- _課題の目的_:
血圧に関する本文のうち、「ひと昔前は160以下だったも」から始まり「が続く場合は注意が必要です。」で終わる部分を、「血管」を「動脈」に置き換えて記してください。

- _本文_:
□ □ □
血圧の考え方

血圧の基準値

医療機関で図った血圧の数値が、
140/90 mmHg

上が140以上、または下が90以上の場合、
高血圧と診断されます。

高血圧

ひと昔前は160以下だったものが、次第に150、そして今では140以上を超えると高血圧。だんだんと基準が下がってきています。生活習慣病の予防推進等の影響もあるのでしょうが、男女差、年齢、体重、体質の違いなどに関わらず一律な基準には違和感も残るところです。しかし高い状態が続くと、血管や心臓に負担をかけ、様々な疾病の大元になる場合もありますので、まずは安定した血圧を目指していきたいところです。

人の体は、動く時に大きな活動エネルギーを要します。血管が収縮し、血圧は一時的に上昇します。つまり血圧を上げることによって動くことができているという見方もできます。この上昇幅が少ないことが理想的ですが、すぐに上がってしまう、高い状態が続く場合は注意が必要です。
□ □ □
- _対象項目_:
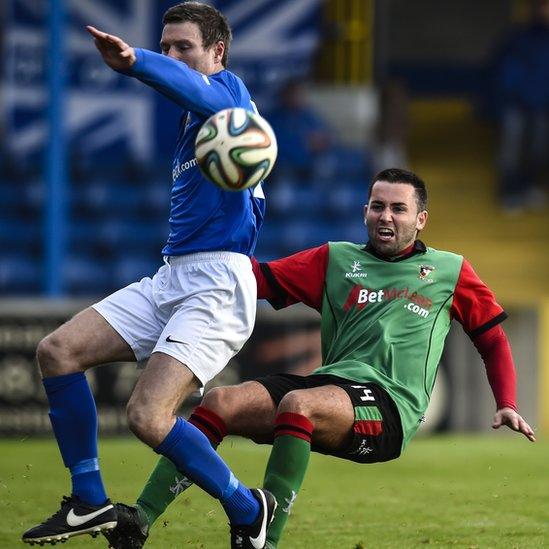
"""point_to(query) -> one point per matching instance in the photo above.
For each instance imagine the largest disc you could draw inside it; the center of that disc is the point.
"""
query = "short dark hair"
(212, 23)
(396, 175)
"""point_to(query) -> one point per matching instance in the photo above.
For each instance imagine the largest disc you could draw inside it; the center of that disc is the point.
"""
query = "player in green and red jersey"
(386, 310)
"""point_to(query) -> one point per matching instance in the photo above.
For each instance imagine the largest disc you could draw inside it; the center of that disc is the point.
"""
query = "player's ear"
(421, 220)
(219, 50)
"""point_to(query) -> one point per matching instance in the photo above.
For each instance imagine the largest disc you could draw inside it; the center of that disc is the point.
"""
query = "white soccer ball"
(236, 149)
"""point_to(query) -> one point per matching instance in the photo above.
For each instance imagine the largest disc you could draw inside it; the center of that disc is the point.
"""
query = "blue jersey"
(203, 217)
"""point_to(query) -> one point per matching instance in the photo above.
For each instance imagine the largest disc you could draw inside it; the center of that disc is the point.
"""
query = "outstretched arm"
(115, 52)
(475, 307)
(187, 87)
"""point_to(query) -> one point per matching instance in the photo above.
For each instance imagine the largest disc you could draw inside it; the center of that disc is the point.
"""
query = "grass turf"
(446, 491)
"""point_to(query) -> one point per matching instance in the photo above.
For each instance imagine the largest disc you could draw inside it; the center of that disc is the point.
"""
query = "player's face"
(183, 41)
(392, 217)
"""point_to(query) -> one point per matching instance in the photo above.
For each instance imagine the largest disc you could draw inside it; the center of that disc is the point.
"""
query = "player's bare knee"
(295, 402)
(220, 400)
(148, 423)
(54, 357)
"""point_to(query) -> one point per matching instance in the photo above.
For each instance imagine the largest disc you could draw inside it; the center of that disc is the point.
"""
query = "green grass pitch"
(445, 491)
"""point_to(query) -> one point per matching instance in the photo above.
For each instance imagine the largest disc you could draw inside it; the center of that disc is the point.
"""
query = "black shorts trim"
(364, 447)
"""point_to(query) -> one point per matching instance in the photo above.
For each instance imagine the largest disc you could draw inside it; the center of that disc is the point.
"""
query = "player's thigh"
(213, 322)
(85, 340)
(247, 409)
(134, 314)
(330, 410)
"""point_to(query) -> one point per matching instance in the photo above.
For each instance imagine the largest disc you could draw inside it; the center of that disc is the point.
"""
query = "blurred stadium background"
(85, 172)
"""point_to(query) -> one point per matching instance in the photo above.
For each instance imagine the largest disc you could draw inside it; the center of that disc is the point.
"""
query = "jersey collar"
(418, 247)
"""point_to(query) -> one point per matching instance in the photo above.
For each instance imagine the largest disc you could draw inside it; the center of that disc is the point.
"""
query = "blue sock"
(74, 420)
(191, 452)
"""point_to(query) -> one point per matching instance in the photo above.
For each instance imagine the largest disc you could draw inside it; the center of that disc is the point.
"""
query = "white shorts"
(198, 308)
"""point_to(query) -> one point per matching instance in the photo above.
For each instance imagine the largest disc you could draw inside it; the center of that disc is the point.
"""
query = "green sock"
(163, 486)
(283, 478)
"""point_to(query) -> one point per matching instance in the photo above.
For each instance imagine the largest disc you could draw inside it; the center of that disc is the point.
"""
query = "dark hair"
(396, 175)
(212, 23)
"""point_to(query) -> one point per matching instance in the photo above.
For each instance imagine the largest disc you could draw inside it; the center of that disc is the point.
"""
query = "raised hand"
(508, 416)
(115, 52)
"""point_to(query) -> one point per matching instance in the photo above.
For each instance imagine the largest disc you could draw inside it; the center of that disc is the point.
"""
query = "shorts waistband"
(206, 257)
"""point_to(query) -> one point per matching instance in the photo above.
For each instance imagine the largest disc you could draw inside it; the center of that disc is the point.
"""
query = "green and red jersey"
(385, 321)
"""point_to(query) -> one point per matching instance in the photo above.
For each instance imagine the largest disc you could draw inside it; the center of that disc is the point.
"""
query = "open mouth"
(385, 234)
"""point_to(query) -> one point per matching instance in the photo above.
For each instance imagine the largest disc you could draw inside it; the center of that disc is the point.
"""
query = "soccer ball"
(236, 149)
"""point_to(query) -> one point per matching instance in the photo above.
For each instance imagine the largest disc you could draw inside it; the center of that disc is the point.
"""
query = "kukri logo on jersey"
(356, 271)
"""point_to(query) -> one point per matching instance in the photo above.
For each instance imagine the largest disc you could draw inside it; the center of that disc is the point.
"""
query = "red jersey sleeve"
(474, 305)
(298, 278)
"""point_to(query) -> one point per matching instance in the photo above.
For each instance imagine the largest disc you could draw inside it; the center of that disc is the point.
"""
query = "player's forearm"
(495, 351)
(186, 87)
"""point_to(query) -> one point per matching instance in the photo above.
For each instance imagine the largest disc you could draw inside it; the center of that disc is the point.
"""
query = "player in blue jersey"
(187, 321)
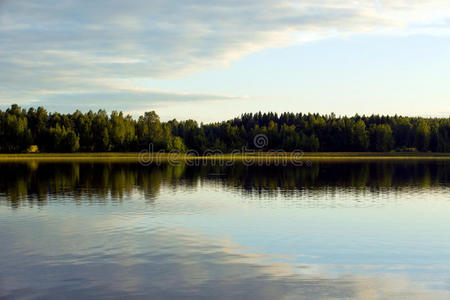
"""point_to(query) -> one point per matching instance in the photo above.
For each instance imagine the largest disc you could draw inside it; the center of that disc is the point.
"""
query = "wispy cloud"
(76, 49)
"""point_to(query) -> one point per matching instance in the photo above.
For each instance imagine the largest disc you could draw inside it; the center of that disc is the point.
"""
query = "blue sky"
(213, 60)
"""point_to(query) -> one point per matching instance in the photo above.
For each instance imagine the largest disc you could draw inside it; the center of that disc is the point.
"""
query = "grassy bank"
(136, 157)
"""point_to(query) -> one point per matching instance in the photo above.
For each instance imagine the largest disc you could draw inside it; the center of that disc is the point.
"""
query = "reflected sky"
(121, 230)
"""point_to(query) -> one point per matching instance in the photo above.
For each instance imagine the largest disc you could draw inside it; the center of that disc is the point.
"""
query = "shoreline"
(136, 157)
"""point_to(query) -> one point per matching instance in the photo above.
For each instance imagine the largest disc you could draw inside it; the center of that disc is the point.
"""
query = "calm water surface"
(366, 230)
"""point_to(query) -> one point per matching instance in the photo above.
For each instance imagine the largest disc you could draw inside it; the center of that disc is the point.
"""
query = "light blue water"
(147, 233)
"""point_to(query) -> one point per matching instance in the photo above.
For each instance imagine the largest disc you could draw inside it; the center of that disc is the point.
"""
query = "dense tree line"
(98, 131)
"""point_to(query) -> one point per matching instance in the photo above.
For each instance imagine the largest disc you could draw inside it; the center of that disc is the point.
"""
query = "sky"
(213, 60)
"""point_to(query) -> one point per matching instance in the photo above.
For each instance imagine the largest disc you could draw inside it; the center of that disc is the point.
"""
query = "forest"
(36, 129)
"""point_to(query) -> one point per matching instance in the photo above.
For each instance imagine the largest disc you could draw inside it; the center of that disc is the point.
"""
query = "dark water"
(365, 230)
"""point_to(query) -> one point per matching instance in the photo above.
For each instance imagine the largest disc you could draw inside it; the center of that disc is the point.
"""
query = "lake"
(377, 229)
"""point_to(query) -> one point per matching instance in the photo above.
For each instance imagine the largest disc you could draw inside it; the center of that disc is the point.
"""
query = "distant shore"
(137, 157)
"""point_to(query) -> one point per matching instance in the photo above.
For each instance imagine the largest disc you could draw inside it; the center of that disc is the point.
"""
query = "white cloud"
(87, 47)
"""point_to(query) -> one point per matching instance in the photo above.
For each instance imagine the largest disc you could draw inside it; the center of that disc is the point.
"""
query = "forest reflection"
(36, 182)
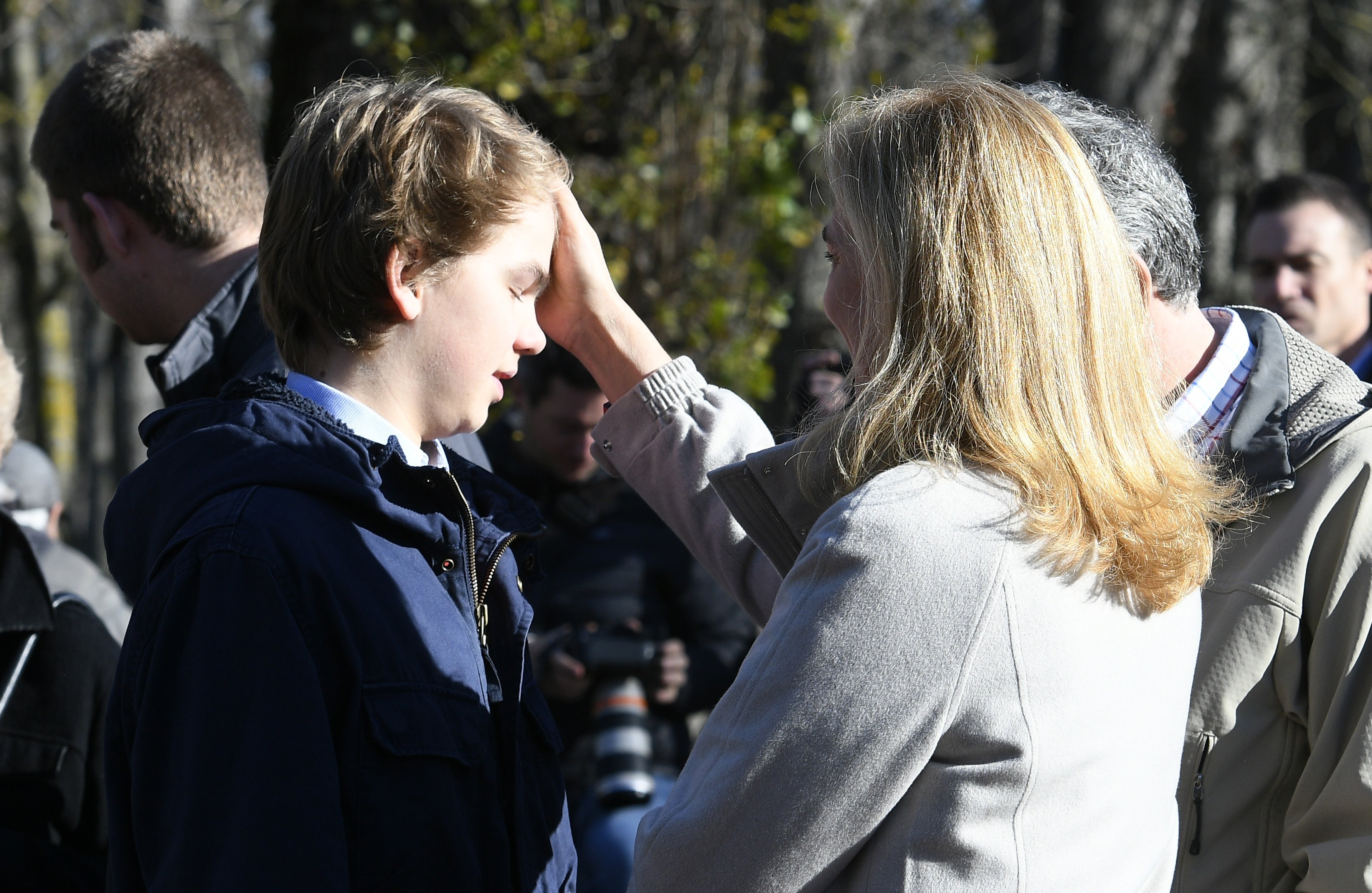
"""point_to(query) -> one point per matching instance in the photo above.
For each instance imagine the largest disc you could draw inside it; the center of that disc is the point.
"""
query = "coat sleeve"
(223, 769)
(665, 438)
(835, 714)
(1327, 840)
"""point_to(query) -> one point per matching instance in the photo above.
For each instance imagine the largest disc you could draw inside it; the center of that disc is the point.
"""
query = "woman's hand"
(582, 310)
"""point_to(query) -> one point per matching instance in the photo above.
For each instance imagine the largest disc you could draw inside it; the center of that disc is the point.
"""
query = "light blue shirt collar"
(364, 420)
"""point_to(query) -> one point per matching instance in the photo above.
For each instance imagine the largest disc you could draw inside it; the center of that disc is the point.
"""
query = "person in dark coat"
(324, 685)
(57, 666)
(611, 567)
(32, 494)
(155, 173)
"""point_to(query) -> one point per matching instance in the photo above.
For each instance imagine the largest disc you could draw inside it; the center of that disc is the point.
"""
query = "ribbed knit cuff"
(670, 385)
(632, 424)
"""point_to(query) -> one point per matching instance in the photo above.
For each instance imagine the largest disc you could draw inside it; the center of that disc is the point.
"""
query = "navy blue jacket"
(302, 702)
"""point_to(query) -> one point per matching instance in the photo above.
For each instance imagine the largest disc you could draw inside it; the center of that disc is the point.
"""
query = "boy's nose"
(530, 339)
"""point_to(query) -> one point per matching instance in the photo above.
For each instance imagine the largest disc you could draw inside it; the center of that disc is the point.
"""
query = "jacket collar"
(1257, 442)
(765, 496)
(203, 338)
(1261, 443)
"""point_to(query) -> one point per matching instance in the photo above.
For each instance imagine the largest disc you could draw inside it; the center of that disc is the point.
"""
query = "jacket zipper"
(496, 560)
(762, 497)
(1198, 789)
(482, 610)
(484, 615)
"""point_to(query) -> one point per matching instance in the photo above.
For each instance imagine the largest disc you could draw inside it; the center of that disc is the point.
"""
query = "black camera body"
(619, 660)
(613, 652)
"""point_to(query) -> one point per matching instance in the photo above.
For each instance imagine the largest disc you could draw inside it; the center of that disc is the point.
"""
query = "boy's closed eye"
(529, 280)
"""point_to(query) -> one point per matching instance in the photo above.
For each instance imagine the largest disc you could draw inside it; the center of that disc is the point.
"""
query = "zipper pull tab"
(1198, 793)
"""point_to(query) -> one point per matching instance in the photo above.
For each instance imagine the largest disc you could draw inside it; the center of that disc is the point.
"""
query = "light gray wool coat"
(925, 708)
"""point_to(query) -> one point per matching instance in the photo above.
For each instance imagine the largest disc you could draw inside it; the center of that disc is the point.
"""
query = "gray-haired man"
(1275, 788)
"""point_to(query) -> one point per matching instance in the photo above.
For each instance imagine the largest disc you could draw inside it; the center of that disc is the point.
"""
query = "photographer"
(632, 631)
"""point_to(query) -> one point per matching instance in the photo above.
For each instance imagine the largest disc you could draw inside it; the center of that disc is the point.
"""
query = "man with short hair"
(326, 684)
(155, 175)
(1274, 791)
(1309, 247)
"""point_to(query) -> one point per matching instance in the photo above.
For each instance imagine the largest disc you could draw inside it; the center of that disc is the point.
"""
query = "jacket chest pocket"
(418, 721)
(427, 799)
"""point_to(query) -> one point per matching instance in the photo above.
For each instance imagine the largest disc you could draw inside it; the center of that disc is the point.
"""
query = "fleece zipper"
(1198, 791)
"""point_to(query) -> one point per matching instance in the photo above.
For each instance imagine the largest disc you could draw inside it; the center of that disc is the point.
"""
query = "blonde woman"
(976, 579)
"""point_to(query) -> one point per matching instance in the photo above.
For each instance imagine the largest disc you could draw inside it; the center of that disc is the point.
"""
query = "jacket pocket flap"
(31, 756)
(418, 721)
(544, 721)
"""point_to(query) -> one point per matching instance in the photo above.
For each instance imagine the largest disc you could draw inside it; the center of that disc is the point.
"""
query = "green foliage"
(687, 157)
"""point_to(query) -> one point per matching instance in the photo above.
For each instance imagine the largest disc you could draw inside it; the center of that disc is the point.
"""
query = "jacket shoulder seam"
(1267, 595)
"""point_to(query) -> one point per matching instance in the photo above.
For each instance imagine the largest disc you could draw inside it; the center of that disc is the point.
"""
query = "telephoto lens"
(623, 745)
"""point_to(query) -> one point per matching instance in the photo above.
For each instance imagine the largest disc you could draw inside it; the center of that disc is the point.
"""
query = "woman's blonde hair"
(1004, 324)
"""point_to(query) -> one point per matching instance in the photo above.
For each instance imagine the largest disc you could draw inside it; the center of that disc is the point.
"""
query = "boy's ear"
(401, 265)
(112, 224)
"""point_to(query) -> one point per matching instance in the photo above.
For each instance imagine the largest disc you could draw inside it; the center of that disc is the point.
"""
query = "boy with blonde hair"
(326, 685)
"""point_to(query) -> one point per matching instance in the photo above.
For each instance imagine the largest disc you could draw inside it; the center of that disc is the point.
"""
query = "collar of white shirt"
(365, 422)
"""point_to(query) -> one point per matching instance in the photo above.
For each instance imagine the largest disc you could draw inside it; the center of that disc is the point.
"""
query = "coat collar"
(765, 496)
(1264, 449)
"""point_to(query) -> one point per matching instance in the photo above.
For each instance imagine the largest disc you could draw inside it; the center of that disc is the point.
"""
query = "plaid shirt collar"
(1207, 408)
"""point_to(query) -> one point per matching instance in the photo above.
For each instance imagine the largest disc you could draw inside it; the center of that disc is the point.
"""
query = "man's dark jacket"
(228, 339)
(57, 664)
(302, 700)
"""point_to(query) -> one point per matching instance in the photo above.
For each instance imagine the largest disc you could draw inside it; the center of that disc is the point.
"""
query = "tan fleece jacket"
(1276, 788)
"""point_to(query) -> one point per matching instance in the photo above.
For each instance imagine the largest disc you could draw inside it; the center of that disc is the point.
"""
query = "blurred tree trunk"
(1220, 81)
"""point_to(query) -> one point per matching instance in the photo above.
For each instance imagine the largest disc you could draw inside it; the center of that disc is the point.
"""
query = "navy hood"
(261, 434)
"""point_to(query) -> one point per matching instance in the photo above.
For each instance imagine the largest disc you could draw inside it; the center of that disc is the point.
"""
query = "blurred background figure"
□ □ □
- _解答_:
ひと昔前は160以下だったものが、次第に150、そして今では140以上を超えると高血圧。だんだんと基準が下がってきています。生活習慣病の予防推進等の影響もあるのでしょうが、男女差、年齢、体重、体質の違いなどに関わらず一律な基準には違和感も残るところです。しかし高い状態が続くと、動脈や心臓に負担をかけ、様々な疾病の大元になる場合もありますので、まずは安定した血圧を目指していきたいところです。

人の体は、動く時に大きな活動エネルギーを要します。動脈が収縮し、血圧は一時的に上昇します。つまり血圧を上げることによって動くことができているという見方もできます。この上昇幅が少ないことが理想的ですが、すぐに上がってしまう、高い状態が続く場合は注意が必要です。